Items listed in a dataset

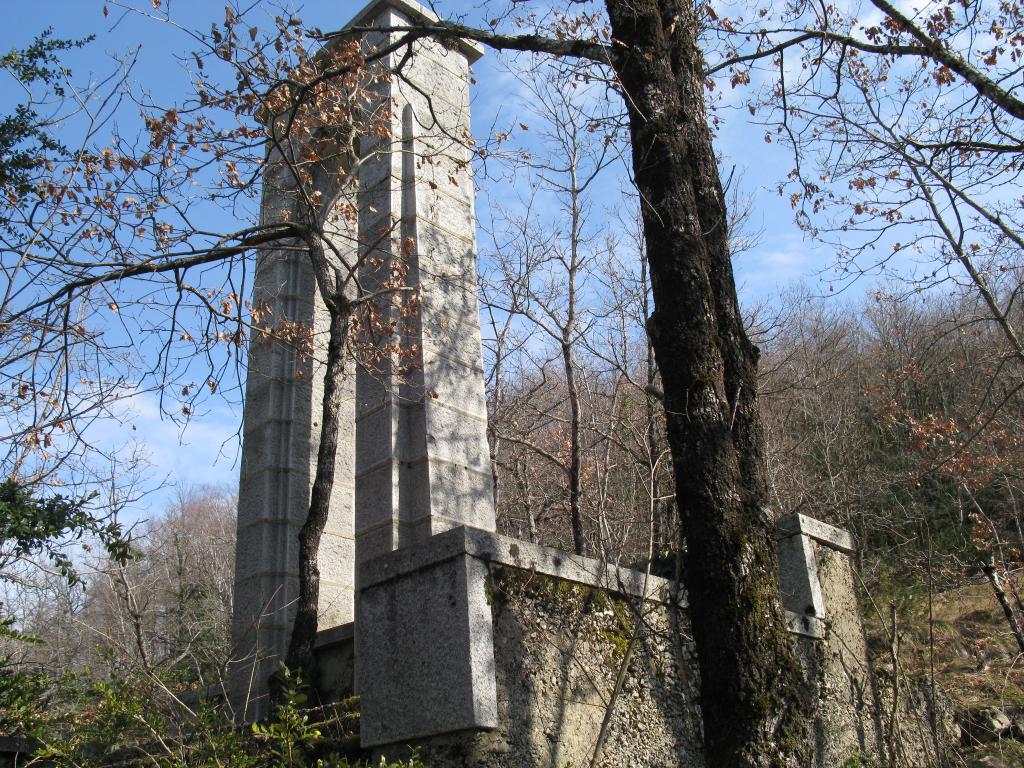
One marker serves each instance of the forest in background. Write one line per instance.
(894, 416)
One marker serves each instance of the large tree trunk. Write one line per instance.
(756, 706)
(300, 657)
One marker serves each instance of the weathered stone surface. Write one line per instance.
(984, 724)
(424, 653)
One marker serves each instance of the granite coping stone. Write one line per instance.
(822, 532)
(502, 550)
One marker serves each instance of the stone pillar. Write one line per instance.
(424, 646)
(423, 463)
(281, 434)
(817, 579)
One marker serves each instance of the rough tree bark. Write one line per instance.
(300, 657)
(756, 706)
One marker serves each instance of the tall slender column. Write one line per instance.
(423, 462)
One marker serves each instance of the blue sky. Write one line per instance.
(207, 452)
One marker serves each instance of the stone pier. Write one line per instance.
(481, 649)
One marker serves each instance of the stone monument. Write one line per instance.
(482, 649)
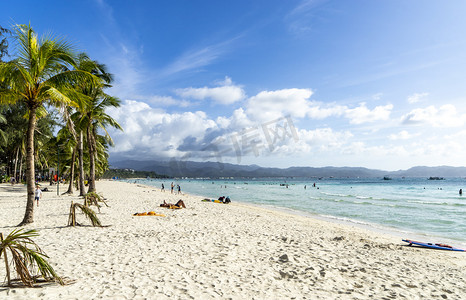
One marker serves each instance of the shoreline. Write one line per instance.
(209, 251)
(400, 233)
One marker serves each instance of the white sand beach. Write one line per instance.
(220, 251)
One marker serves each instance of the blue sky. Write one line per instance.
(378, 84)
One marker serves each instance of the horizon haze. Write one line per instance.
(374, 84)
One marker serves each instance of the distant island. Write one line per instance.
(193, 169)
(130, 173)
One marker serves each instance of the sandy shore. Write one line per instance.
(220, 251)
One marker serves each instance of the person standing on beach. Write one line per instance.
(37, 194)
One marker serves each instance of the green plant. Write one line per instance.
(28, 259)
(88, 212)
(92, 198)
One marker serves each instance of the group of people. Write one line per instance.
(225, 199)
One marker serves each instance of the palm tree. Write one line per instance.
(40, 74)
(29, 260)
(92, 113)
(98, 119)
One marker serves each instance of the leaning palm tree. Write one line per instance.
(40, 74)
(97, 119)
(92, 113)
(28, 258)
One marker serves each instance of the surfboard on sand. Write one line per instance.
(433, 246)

---

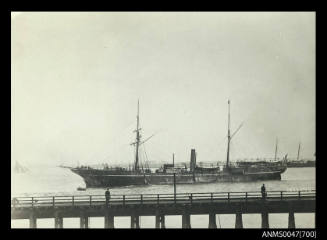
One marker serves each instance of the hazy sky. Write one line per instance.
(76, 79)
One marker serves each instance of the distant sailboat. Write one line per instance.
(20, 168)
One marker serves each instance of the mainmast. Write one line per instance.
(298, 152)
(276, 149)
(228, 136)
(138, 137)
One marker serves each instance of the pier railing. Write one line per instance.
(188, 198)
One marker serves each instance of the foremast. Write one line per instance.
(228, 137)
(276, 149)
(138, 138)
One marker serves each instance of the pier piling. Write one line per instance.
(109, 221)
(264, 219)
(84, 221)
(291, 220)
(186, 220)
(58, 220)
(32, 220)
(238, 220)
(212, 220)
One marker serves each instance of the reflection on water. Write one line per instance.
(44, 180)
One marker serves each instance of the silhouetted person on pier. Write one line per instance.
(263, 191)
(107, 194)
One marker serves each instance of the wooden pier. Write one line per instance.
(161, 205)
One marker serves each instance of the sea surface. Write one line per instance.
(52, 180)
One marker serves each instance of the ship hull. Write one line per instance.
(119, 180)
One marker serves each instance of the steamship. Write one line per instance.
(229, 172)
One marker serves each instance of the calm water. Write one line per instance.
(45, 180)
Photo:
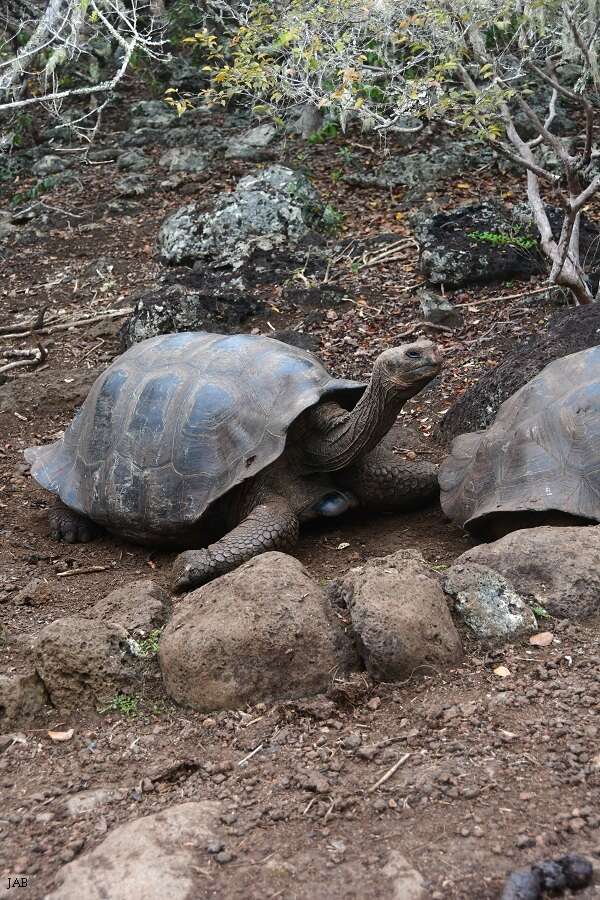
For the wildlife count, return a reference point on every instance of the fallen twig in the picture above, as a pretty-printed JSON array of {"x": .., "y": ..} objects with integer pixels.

Directive =
Tally the lines of the records above that contain the word "beach". Reply with the number alone.

Response to this task =
2